Direction: Rewrite as a numbered list only the lines of the records below, starting at the line that contains "Return the mask of every instance of the white" and ending at the line that contains "POLYGON ((352 1, 322". Leave out any blank lines.

Given records:
— Start —

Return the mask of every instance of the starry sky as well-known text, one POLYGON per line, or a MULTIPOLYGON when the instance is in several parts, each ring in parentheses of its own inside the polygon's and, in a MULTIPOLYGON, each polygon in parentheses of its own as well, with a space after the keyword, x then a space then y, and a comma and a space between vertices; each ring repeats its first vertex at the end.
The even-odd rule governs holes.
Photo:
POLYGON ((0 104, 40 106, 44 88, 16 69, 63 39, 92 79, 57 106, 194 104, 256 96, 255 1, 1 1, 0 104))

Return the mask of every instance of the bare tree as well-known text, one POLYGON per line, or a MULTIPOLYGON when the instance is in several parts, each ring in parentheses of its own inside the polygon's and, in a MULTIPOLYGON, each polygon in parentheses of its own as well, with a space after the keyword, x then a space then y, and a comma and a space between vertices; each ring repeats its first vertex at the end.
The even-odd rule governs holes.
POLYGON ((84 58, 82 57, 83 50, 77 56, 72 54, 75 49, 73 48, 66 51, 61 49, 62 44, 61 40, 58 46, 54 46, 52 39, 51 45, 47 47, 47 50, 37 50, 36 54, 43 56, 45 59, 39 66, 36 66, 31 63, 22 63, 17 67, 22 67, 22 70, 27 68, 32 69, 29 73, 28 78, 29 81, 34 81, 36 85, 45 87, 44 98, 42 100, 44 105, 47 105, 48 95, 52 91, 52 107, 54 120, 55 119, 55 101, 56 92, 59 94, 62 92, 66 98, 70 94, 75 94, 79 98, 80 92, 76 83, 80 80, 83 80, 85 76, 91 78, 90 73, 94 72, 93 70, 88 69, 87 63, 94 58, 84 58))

— End —
— Start —

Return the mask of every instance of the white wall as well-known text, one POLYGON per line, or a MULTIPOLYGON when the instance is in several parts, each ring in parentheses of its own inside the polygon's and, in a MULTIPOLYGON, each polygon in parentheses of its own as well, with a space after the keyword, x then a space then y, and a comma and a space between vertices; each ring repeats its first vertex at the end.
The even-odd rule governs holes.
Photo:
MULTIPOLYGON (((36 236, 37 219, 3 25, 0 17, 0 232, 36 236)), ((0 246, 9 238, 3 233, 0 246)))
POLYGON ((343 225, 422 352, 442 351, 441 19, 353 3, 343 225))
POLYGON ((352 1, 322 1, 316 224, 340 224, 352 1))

— End —
— Start —

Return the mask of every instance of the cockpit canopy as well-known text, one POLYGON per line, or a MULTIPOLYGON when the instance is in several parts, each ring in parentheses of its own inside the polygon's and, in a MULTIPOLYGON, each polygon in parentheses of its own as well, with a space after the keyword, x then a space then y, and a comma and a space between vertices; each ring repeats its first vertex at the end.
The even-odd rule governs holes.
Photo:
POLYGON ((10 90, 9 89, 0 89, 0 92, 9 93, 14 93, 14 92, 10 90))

— End —

Answer to this problem:
1. Return the mask of every instance of the white wall as well-known text, one POLYGON per line, or a MULTIPOLYGON when the instance is in several parts, each ring in parentheses of its own inside the polygon's and, in a MULTIPOLYGON, each polygon in parentheses of its own as well, with a space after the keyword, x then a space then y, and a comma and a space between vertices; each ring repeats its first vertex at the end.
2. The even-odd rule governs holes.
3. Photo:
4. MULTIPOLYGON (((36 236, 37 219, 3 25, 0 17, 0 232, 36 236)), ((0 246, 9 238, 3 233, 0 246)))
5. POLYGON ((343 225, 422 352, 442 351, 441 19, 353 3, 343 225))
6. POLYGON ((352 1, 322 1, 316 224, 340 224, 352 1))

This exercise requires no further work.